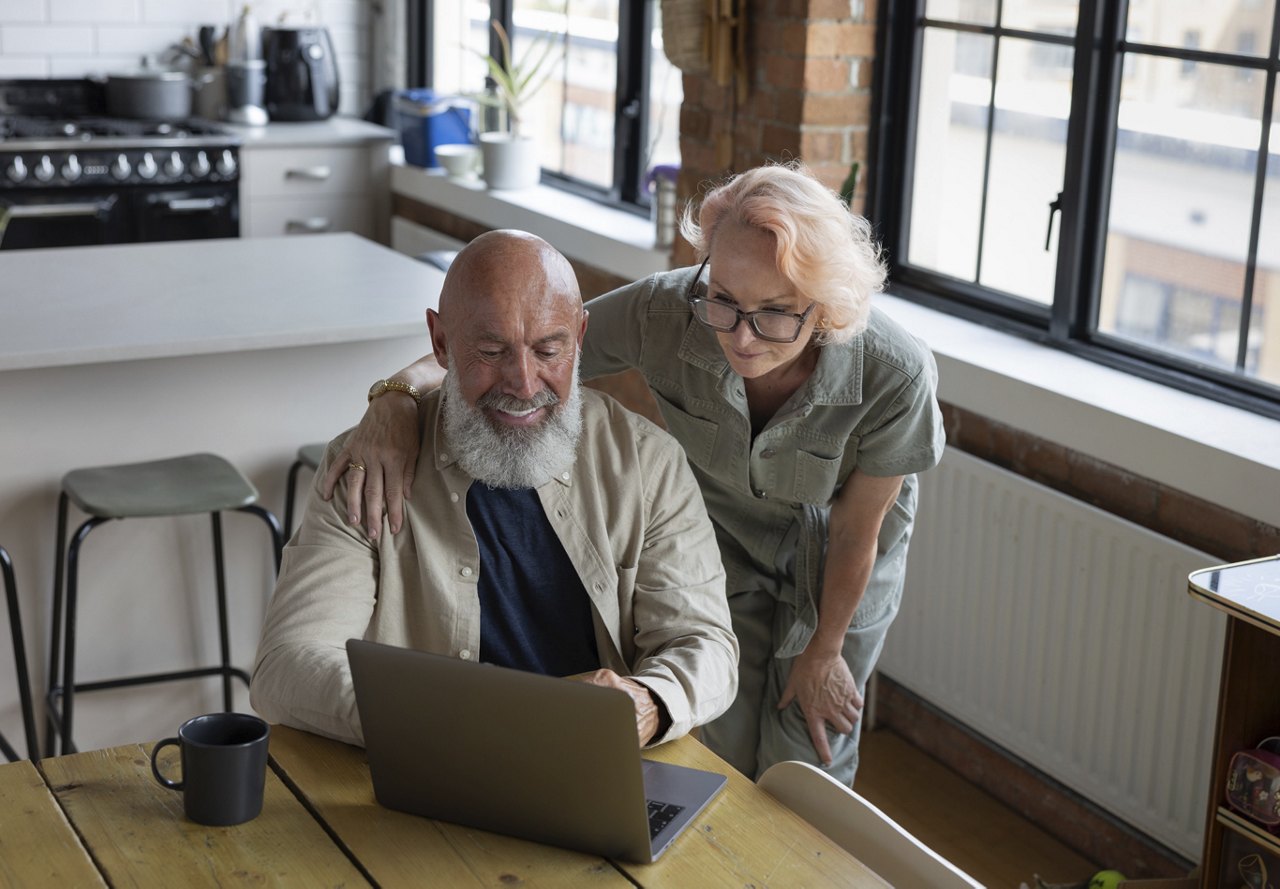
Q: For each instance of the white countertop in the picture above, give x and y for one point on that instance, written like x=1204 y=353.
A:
x=334 y=131
x=85 y=305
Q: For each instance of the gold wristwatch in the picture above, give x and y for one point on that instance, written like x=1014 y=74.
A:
x=384 y=386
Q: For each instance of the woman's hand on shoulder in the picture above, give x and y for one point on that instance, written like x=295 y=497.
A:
x=379 y=457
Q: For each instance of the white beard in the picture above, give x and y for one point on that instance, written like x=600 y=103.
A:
x=507 y=457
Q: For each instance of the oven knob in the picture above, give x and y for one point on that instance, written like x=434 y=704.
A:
x=147 y=166
x=17 y=170
x=72 y=169
x=45 y=169
x=227 y=163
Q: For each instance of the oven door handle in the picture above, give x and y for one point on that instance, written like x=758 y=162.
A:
x=195 y=205
x=58 y=210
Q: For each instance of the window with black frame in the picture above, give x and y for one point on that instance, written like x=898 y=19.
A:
x=607 y=114
x=1101 y=173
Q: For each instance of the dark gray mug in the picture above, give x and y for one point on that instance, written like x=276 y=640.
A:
x=223 y=766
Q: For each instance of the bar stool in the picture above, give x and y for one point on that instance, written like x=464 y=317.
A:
x=310 y=457
x=178 y=486
x=19 y=656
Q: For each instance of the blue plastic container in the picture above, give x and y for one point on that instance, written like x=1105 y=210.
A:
x=426 y=119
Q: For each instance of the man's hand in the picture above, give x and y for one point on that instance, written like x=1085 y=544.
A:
x=385 y=443
x=648 y=713
x=826 y=691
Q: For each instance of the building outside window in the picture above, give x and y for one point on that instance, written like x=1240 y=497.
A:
x=1101 y=174
x=609 y=109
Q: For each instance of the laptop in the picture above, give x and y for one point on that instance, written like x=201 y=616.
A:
x=533 y=756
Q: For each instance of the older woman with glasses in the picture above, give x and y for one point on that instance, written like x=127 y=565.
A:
x=805 y=415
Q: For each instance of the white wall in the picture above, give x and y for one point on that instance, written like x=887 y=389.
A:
x=77 y=37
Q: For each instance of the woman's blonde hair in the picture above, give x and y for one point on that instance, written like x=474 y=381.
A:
x=824 y=250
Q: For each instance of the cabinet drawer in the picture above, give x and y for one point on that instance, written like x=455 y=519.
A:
x=307 y=215
x=298 y=172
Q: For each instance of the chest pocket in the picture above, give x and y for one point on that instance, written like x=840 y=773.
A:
x=817 y=477
x=695 y=435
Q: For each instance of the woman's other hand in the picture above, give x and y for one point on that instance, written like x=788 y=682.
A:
x=827 y=693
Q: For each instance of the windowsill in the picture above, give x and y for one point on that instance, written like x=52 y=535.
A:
x=1211 y=450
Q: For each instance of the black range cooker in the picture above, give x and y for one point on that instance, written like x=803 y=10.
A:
x=71 y=175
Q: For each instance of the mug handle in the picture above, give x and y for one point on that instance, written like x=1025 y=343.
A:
x=155 y=769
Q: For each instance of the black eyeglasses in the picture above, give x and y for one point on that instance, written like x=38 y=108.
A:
x=766 y=324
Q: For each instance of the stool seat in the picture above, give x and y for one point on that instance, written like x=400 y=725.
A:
x=176 y=486
x=311 y=454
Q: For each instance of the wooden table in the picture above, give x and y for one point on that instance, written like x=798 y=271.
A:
x=99 y=819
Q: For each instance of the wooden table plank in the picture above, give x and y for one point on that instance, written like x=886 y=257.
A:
x=746 y=838
x=141 y=838
x=398 y=849
x=37 y=846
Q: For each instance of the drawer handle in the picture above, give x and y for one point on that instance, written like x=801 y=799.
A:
x=310 y=173
x=314 y=225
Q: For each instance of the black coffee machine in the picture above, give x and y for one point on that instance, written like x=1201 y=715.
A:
x=301 y=73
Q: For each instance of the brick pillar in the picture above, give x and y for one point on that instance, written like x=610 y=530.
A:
x=808 y=96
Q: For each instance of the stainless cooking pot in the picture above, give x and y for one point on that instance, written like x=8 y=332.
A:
x=149 y=95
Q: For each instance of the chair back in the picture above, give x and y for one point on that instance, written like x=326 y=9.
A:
x=862 y=829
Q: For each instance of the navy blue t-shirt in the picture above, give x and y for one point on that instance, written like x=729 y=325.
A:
x=534 y=610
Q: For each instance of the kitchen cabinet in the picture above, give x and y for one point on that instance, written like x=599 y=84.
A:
x=310 y=178
x=1238 y=851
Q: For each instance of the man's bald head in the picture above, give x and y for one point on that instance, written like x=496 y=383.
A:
x=508 y=269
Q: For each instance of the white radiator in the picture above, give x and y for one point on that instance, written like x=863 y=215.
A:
x=1064 y=635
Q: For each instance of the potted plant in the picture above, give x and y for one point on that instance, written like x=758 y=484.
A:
x=511 y=154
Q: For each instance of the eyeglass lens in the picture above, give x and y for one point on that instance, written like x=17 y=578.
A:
x=767 y=325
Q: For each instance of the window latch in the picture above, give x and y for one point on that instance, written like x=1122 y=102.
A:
x=1055 y=207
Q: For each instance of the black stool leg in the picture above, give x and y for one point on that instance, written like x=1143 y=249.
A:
x=56 y=629
x=19 y=656
x=68 y=688
x=291 y=489
x=273 y=525
x=223 y=635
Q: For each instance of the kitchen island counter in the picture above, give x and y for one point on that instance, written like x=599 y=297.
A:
x=246 y=348
x=87 y=305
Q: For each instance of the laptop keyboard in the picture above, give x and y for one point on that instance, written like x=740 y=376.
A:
x=661 y=814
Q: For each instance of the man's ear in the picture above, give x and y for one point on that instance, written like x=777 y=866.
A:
x=438 y=340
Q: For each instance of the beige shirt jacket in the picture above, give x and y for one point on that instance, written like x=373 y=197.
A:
x=630 y=517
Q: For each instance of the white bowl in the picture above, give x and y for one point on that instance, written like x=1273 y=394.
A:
x=461 y=161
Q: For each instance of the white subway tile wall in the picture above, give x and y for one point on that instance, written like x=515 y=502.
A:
x=85 y=37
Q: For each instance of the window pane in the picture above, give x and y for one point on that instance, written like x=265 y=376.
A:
x=1182 y=198
x=1054 y=17
x=666 y=94
x=1033 y=99
x=1264 y=358
x=950 y=142
x=1242 y=27
x=972 y=12
x=574 y=113
x=461 y=31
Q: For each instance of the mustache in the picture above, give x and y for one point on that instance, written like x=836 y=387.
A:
x=501 y=402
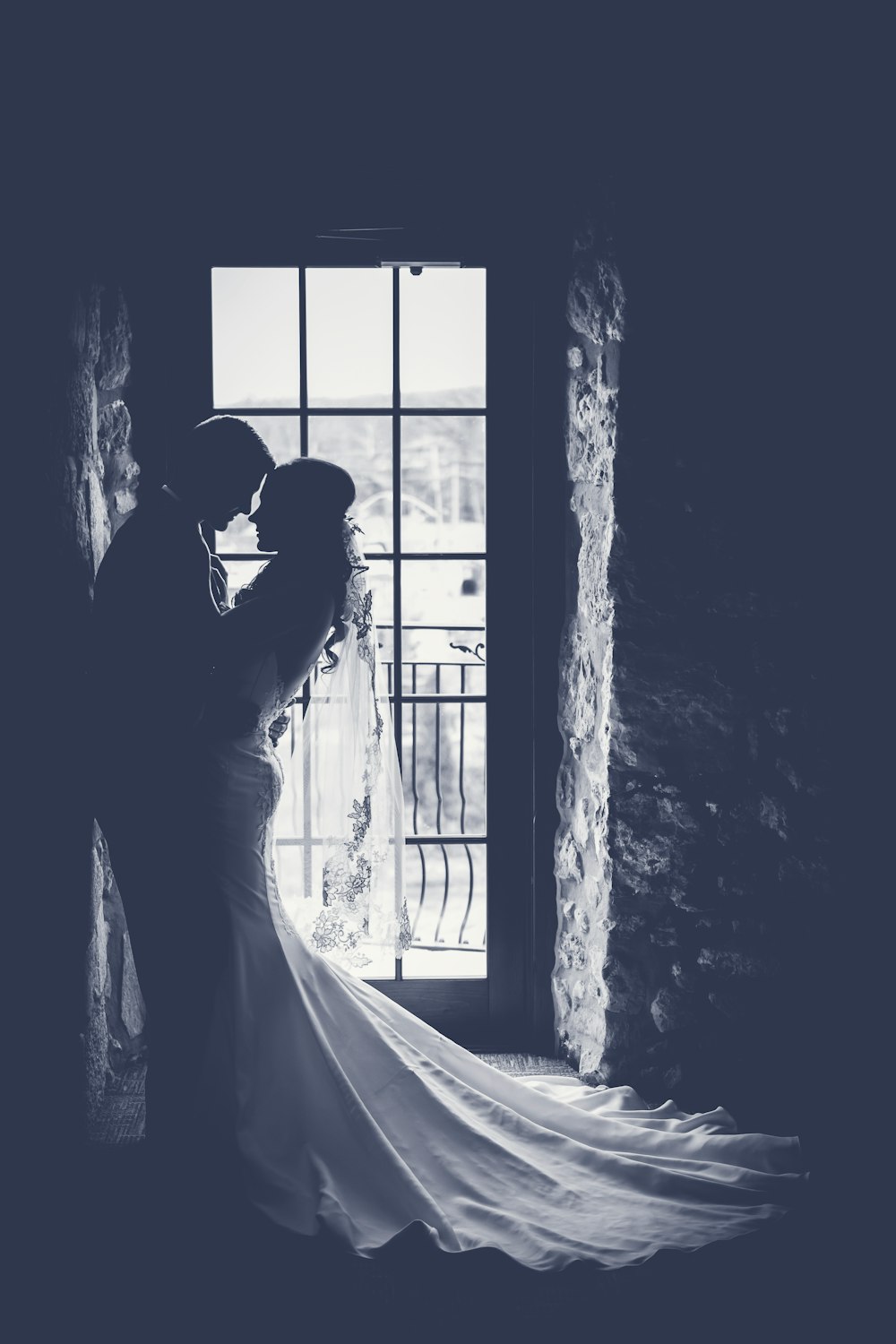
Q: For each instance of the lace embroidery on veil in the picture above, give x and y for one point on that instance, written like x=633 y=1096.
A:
x=363 y=889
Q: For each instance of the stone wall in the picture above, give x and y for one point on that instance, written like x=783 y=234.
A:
x=692 y=846
x=586 y=978
x=99 y=478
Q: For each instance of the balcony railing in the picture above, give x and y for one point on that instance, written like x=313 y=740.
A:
x=444 y=779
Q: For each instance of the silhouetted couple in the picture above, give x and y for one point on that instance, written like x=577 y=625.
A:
x=341 y=1109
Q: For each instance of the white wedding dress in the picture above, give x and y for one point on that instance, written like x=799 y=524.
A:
x=355 y=1116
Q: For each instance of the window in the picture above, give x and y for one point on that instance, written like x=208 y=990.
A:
x=383 y=371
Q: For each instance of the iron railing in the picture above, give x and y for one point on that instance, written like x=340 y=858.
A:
x=444 y=779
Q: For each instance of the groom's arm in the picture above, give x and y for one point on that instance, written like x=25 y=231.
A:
x=257 y=624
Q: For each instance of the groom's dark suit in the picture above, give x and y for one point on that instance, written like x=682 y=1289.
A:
x=155 y=615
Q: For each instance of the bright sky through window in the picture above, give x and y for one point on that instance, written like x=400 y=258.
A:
x=255 y=335
x=349 y=336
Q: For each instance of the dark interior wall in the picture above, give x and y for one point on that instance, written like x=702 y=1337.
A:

> _Problem requirements_:
Format every line from the start of the rows through the line holding "x=826 y=691", inclusive, as a JSON list of strings with one string per line and no blank lines. Leave the pictures out.

> _Correct response_:
[
  "Q: For each instance of the white countertop in the picture above, give x and y for one point on that instance, written like x=1204 y=353.",
  "A:",
  "x=334 y=131",
  "x=85 y=305",
  "Q: For each instance of the gold wristwatch in the picture above, give x and y for one point on that instance, written like x=1014 y=74.",
  "A:",
  "x=384 y=386",
  "Q: For each instance of the woman's hand on shoulder in the picture above, give x and y for one point on that instance, written like x=295 y=497.",
  "A:",
  "x=379 y=457",
  "Q: For each instance of the white beard in the picture above, give x and y for one point on that instance, written like x=600 y=103.",
  "A:",
  "x=507 y=457",
  "Q: For each instance of the oven knob in the picture above, give x and y for one point on that instance, written like x=434 y=704.",
  "A:",
  "x=147 y=166",
  "x=17 y=170",
  "x=72 y=169",
  "x=45 y=169",
  "x=227 y=163",
  "Q: For each instance of the oven door handle in the picture above, give x and y for one point on that instance, written like x=758 y=162.",
  "A:",
  "x=195 y=205",
  "x=58 y=210",
  "Q: For each instance of the window with black frame in the picture above, give x and y for one point on that instance, written like x=898 y=19.",
  "A:",
  "x=607 y=114",
  "x=1101 y=173",
  "Q: For each instance of the dark gray mug in the picture above, give x and y for one point on that instance, written like x=276 y=640.",
  "A:",
  "x=223 y=766",
  "Q: For each instance of the bar stool in the picture above, give x and y for one point on that instance, written like x=464 y=317.",
  "A:",
  "x=310 y=457",
  "x=178 y=486",
  "x=19 y=656",
  "Q: For each instance of the blue plastic container in the picture above, give x and y for one point on that instance, written like x=1105 y=210.",
  "A:",
  "x=426 y=119",
  "Q: For each instance of the man's hand in the picture above, give x and y for one point on that instance, written like x=1085 y=544.",
  "A:",
  "x=385 y=443",
  "x=648 y=713",
  "x=826 y=691"
]